▶ [What the task asks] Lay out every line of the records below as a Markdown table with two columns, Row and Line, numbering the rows and skipping blank lines. Leave the pictures out of the table.
-- Start --
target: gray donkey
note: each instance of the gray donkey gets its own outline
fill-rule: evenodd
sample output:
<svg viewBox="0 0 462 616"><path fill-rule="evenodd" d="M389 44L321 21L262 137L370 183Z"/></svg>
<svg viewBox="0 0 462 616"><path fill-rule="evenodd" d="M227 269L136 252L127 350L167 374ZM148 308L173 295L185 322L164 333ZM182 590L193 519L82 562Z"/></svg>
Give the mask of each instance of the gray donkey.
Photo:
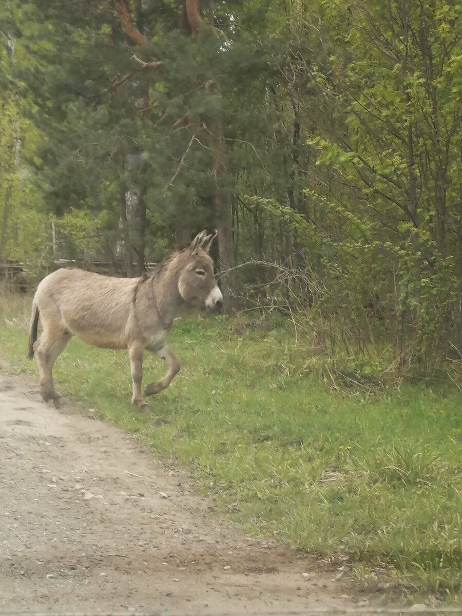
-- End --
▶ [Complete output]
| Row | Line |
|---|---|
| 1 | target: gray donkey |
| 2 | note: each instance of the gray donkey gets its own outline |
| 3 | fill-rule: evenodd |
| 4 | sample output: |
| 5 | <svg viewBox="0 0 462 616"><path fill-rule="evenodd" d="M389 44L321 21L262 137L370 183Z"/></svg> |
| 6 | <svg viewBox="0 0 462 616"><path fill-rule="evenodd" d="M227 269L136 252L127 350L167 374ZM148 308L173 295L185 322L164 333ZM182 590L193 519L82 562Z"/></svg> |
| 7 | Give the mask of each instance of the gray donkey. |
| 8 | Photo: |